#### Stored records:
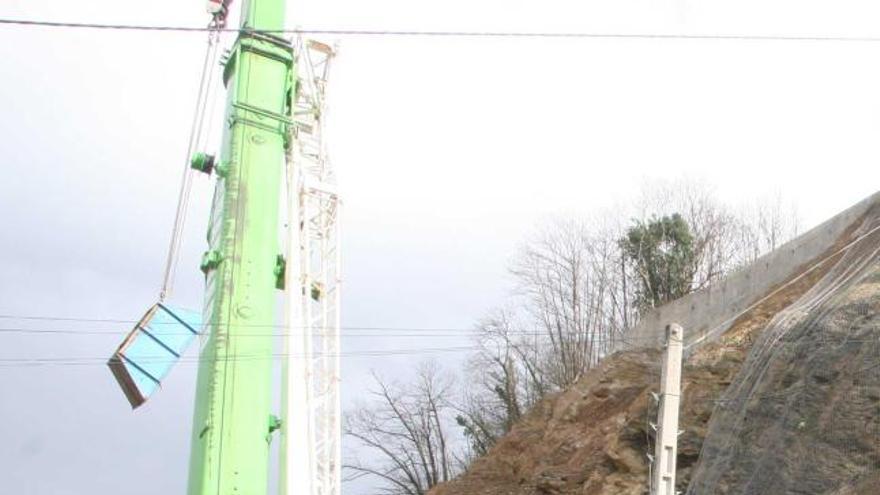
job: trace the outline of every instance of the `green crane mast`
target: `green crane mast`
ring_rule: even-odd
[[[244,0],[241,30],[224,69],[226,127],[208,226],[207,331],[193,418],[189,495],[264,495],[271,415],[279,250],[279,195],[294,58],[285,0]],[[255,337],[256,338],[253,338]]]

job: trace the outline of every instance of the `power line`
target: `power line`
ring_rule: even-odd
[[[99,29],[112,31],[162,31],[201,33],[299,34],[324,36],[391,36],[434,38],[582,38],[582,39],[640,39],[640,40],[719,40],[719,41],[833,41],[833,42],[880,42],[878,36],[842,35],[751,35],[751,34],[681,34],[681,33],[598,33],[583,31],[468,31],[468,30],[414,30],[414,29],[212,29],[208,26],[149,26],[139,24],[101,24],[89,22],[55,22],[26,19],[0,19],[0,25],[31,26],[46,28]]]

#### Problem:
Copy the records exactly as they appear, excluding images.

#### Written solution:
job: trace the outline of every instance of the `green crane mast`
target: `green crane mast`
ring_rule: even-odd
[[[244,0],[241,30],[224,69],[226,127],[208,226],[207,331],[193,418],[189,495],[264,495],[271,415],[279,250],[279,195],[294,58],[285,0]],[[255,337],[256,338],[253,338]]]

job: trace the outline of every instance of the `power line`
target: `power line`
ring_rule: even-odd
[[[99,29],[112,31],[162,31],[201,33],[299,34],[324,36],[391,36],[434,38],[582,38],[582,39],[640,39],[640,40],[719,40],[719,41],[833,41],[833,42],[880,42],[878,36],[842,35],[751,35],[751,34],[681,34],[681,33],[598,33],[583,31],[468,31],[468,30],[414,30],[414,29],[212,29],[208,26],[149,26],[139,24],[101,24],[89,22],[55,22],[26,19],[0,19],[0,25],[31,26],[46,28]]]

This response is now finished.